┌──
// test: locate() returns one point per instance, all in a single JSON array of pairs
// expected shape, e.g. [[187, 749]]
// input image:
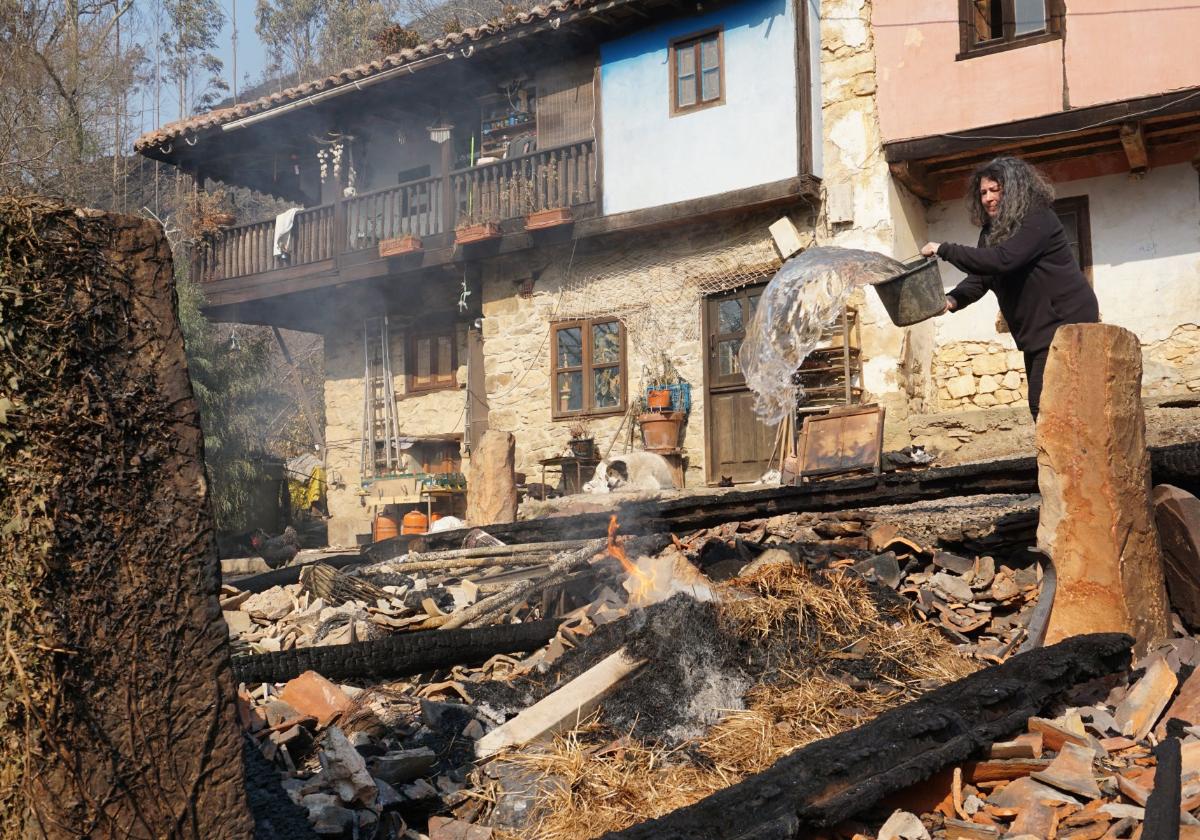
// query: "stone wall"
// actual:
[[978, 375]]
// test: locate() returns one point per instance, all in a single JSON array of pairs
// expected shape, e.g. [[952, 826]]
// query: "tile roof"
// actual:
[[214, 119]]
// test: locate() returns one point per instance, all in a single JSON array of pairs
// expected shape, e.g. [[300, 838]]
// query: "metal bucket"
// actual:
[[913, 295]]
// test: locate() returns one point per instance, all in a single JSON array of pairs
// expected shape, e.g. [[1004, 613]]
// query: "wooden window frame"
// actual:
[[587, 367], [1079, 205], [1056, 13], [442, 382], [676, 109]]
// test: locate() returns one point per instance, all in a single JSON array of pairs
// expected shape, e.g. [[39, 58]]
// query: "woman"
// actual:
[[1023, 256]]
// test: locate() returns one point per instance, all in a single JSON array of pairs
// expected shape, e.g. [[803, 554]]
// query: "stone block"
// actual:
[[1093, 472], [961, 387], [491, 483], [993, 364]]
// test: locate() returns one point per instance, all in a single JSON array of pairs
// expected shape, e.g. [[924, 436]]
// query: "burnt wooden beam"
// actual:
[[1177, 465], [1134, 143], [840, 777]]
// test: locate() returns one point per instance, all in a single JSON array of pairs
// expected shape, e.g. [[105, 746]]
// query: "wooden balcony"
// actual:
[[348, 232]]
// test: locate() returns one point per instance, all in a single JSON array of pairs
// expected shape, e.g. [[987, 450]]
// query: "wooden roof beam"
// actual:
[[1134, 142]]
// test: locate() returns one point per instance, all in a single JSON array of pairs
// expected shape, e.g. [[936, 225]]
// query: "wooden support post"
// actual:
[[1134, 142]]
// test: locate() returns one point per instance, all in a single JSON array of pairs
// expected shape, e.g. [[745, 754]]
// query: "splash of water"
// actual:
[[802, 300]]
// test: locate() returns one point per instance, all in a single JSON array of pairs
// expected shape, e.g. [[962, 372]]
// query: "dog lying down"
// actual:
[[633, 471]]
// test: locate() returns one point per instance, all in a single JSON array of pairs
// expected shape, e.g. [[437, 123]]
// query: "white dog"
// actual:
[[633, 471]]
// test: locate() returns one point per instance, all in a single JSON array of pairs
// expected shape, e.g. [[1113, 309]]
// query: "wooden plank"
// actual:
[[563, 708]]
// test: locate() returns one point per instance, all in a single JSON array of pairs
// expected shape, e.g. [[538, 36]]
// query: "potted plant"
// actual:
[[400, 245], [543, 219], [472, 227], [581, 444]]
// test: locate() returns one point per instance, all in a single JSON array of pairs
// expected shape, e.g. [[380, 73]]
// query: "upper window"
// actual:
[[1075, 222], [993, 25], [697, 72], [432, 360], [588, 373]]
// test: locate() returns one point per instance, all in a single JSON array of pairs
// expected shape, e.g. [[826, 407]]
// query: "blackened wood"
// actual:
[[397, 655], [840, 777], [1163, 807], [1179, 465]]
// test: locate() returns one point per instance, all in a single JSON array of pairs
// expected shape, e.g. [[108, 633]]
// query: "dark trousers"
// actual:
[[1035, 367]]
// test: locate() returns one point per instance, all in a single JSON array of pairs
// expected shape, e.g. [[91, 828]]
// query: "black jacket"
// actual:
[[1035, 276]]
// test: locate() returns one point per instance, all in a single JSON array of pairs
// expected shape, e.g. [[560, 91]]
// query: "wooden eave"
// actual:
[[1131, 136]]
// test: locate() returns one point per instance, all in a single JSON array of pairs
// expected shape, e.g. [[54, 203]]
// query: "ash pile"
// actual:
[[577, 688]]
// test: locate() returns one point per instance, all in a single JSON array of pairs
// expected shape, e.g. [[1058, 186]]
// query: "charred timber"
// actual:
[[397, 655], [1179, 465], [834, 779]]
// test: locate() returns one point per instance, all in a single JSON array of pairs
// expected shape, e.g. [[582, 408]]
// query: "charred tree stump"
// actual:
[[834, 779], [119, 711], [397, 655]]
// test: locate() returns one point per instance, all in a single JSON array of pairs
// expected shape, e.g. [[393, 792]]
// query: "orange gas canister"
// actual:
[[387, 527], [414, 522]]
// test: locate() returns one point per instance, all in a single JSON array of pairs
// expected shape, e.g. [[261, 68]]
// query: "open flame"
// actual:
[[643, 583]]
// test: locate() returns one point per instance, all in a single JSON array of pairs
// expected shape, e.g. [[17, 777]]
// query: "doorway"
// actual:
[[739, 445]]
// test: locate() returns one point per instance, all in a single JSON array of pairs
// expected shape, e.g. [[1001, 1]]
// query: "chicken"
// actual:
[[277, 551]]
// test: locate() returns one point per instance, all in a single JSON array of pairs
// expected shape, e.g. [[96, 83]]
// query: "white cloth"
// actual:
[[283, 223]]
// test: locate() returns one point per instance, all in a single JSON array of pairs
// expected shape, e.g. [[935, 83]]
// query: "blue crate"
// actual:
[[681, 395]]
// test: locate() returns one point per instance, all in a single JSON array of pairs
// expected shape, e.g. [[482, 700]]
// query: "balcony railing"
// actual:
[[503, 190]]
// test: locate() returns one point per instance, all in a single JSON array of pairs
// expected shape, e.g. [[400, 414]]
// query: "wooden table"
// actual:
[[575, 471]]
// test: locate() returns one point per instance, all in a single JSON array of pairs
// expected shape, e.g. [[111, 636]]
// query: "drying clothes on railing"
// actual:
[[283, 226]]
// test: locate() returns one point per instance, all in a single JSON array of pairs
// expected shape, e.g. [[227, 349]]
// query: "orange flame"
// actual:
[[645, 582]]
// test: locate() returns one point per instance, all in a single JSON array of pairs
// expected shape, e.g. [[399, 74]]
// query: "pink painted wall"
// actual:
[[1114, 54], [1110, 54]]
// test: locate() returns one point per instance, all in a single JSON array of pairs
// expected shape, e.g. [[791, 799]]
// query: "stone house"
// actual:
[[511, 227]]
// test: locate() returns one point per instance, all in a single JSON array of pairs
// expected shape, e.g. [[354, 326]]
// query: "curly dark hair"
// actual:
[[1025, 190]]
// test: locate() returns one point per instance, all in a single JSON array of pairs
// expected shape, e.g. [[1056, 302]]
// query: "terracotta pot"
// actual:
[[385, 527], [549, 219], [658, 400], [401, 245], [660, 430], [466, 234], [415, 522]]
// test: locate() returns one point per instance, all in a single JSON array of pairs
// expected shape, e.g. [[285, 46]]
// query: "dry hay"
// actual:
[[592, 785]]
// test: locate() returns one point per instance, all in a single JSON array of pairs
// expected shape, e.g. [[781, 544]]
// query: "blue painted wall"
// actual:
[[652, 159]]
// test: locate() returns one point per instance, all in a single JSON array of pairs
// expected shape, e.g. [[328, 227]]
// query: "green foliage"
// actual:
[[229, 378]]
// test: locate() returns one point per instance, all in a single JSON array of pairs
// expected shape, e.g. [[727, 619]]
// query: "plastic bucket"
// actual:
[[913, 295]]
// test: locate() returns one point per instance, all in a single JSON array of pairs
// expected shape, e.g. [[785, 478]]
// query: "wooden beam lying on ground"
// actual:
[[563, 708], [834, 779]]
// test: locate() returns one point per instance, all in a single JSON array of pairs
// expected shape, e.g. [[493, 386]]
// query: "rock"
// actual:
[[1177, 516], [904, 826], [313, 695], [952, 588], [444, 828], [1093, 472], [492, 479], [402, 766], [346, 771]]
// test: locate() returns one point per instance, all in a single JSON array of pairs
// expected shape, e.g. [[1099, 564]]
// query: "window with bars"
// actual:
[[432, 360], [588, 375], [697, 72], [994, 25]]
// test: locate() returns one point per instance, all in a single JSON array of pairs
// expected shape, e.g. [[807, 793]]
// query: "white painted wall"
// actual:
[[653, 159], [1145, 255]]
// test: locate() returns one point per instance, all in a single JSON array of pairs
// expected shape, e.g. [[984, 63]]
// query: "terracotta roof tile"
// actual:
[[213, 119]]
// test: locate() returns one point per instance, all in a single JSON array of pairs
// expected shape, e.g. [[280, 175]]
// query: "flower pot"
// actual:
[[582, 448], [401, 245], [466, 234], [658, 400], [660, 430], [549, 219]]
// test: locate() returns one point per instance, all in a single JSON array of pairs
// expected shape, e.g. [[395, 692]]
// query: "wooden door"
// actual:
[[739, 444]]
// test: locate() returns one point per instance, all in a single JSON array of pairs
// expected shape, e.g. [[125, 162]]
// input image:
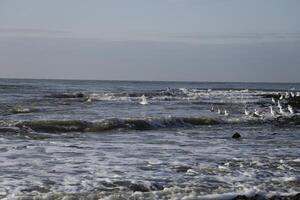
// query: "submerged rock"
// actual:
└──
#### EXERCISE
Count how many lines in the rows above contain the string "bucket", and reply with only that number.

#### CORRECT RESPONSE
2